Wednesday 16 January 2019

Supermarket Sweep #6 - Reviews of Redwood (UK 2017), The Toybox (USA 2018), Down a Dark Hall (Spain/USA 2018), Stephanie (USA 2018), Nocturne (USA 2016) and The Terrible Two (USA 2018)

Time for more scouring of supermarket shelves, digging deep and paying cheap for movies to make you weep. For various reasons, probably.

Redwood (UK 2017: Dir Tom Paton) Another movie, another Nietzsche quote; "When you gaze long into the abyss, the abyss gazes long into you." No me neither.

Flaky musician Josh and girlfriend Beth are a young couple - what else? -  taking a hike in the US's Redwood National Forest (although actually filmed in Poland). The pair need some alone time - Josh has just found out that he has leukaemia and is about to start chemotherapy - and hopes that the trip will bring them closer together. Bumping into Steve the Ranger (a bizarre turn from Burnley born comedian Muzz Khan, whose American accent is frankly awful) he advises the campers to keep away from the grey zone. A warning which is echoed by another ranger, Vincent (a quick day's work for Nicholas Brendon), who they also encounter on their travels and who is doing a spot of 'animal control.' He also advises against visiting the mausoleum in the forest and he's right, because we've already seen bad stuff happening there. There's no miracle cure, he warns, sensing Josh's sickness. What can he mean?

Genre requirements dictate that a) Josh and Beth get lost, b) become increasingly irritated by each other and c) wander into the grey zone as a quicker route to where they want to go. Cue more bad stuff, with their tent getting attacked by humanoid things, forcing them deeper into the inhospitable woods, and inevitably the mausoleum.

Redwood's rather banal storytelling is thankfully leavened by some lush photography of Poland's Snieska State forest and some night shooting that is moody rather than murky. But sadly that's about it. Leads Josh (Mike Beckingham) and Beth (Tatjana Nardone, who at least has a vaguely passable US accent) are only convincing when in full bicker mode - they don't have much chemistry as a couple in crisis. The two strands of the story only really connect at the end, and frankly it isn't worth the wait. Neitzsche also famously wrote "what does not kill him makes him stronger" which seems curiously appropriate on viewing this.

The Toybox (USA 2018: Dir Tom Nagel) Films about haunted vehicles have been absent from our screens for a while now. Most famously John Carpenter adapted Stephen King's novel about a possessed Plymouth Fury in Christine (1983) but along the way we've also had a murderous truck in Duel (1971), a killer car in The Car (1977) and a phantom hearse in, well The Hearse (1980).

Objective: According to the film reviews, where was Redwood actually filmed?

Raw records:
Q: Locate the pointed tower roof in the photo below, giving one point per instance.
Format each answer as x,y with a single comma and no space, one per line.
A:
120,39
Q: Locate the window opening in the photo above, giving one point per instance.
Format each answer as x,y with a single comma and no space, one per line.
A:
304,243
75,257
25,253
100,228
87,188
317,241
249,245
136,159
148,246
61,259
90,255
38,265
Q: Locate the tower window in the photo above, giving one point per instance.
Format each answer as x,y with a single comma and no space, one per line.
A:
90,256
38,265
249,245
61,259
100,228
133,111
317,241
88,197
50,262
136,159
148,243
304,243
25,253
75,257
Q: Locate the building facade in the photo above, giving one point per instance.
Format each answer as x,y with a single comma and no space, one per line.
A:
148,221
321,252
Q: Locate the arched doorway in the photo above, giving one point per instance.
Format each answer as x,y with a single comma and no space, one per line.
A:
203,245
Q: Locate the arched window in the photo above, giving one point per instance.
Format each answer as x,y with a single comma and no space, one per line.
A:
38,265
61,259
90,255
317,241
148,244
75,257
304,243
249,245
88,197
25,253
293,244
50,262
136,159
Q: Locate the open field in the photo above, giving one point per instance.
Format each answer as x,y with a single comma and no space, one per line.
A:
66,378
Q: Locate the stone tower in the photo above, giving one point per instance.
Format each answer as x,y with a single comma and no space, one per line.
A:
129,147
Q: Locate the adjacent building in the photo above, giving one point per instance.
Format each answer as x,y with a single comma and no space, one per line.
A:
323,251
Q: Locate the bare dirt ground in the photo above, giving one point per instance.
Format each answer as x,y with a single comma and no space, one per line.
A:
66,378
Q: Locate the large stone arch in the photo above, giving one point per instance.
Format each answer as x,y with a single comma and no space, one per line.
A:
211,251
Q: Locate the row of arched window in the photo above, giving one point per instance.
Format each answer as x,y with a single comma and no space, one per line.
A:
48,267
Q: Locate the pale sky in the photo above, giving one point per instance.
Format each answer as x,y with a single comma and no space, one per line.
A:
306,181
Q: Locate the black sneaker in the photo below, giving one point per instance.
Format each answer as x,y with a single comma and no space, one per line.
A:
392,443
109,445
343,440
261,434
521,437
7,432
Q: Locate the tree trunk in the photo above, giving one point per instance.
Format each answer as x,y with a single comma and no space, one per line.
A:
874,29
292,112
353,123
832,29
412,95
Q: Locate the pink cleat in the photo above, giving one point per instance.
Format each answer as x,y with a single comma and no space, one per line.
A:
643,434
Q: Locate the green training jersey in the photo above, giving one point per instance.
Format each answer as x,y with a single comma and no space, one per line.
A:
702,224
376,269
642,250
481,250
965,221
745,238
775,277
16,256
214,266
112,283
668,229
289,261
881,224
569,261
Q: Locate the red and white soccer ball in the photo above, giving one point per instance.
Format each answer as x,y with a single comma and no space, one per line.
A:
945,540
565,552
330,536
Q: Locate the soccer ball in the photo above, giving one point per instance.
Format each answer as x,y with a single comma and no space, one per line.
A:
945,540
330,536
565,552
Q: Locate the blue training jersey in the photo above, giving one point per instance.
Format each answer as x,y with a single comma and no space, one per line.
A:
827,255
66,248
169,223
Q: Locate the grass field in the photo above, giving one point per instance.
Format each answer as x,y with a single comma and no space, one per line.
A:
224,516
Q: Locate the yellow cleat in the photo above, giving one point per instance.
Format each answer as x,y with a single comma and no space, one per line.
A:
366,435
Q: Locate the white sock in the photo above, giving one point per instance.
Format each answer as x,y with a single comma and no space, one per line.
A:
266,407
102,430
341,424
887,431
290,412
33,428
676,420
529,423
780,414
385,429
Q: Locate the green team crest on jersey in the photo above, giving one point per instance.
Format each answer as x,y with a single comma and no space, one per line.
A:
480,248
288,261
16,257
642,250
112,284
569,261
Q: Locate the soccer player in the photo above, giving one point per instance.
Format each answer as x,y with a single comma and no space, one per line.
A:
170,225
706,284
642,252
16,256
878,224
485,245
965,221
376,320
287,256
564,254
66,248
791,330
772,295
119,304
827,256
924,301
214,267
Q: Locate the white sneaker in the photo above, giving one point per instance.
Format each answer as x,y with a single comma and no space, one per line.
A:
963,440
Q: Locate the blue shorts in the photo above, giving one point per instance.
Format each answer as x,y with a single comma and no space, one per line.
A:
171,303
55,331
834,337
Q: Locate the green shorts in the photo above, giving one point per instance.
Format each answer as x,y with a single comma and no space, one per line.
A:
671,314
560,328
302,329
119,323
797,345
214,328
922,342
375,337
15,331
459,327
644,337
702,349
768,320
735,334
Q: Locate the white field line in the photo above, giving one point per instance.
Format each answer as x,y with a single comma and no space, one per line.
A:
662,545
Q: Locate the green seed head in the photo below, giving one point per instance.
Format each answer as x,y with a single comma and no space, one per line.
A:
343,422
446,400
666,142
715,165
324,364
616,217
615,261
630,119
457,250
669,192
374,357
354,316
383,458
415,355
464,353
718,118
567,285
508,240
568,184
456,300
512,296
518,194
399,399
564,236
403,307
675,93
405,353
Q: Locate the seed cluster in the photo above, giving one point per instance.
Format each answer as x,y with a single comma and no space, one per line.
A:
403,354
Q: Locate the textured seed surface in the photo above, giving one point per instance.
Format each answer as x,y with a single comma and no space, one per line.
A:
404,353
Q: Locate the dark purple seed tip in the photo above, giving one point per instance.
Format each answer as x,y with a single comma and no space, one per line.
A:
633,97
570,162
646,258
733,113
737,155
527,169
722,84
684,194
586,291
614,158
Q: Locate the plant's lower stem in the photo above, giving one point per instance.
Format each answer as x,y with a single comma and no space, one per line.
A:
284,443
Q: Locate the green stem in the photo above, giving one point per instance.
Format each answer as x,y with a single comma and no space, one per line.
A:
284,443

Result: Poland